**Given problem**
Rewrite every line of the entries below, including the requests. Shift each answer coordinate by -90, and keep the numbers in the requests and their format samples as they are.

(Raw records)
.....
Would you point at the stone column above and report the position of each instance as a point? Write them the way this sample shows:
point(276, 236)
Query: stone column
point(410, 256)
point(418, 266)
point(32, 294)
.....
**Full response**
Would you point at the stone column above and report the position of each instance as a point? Write them the way this sample shows:
point(276, 236)
Query: stone column
point(320, 166)
point(328, 176)
point(-58, 204)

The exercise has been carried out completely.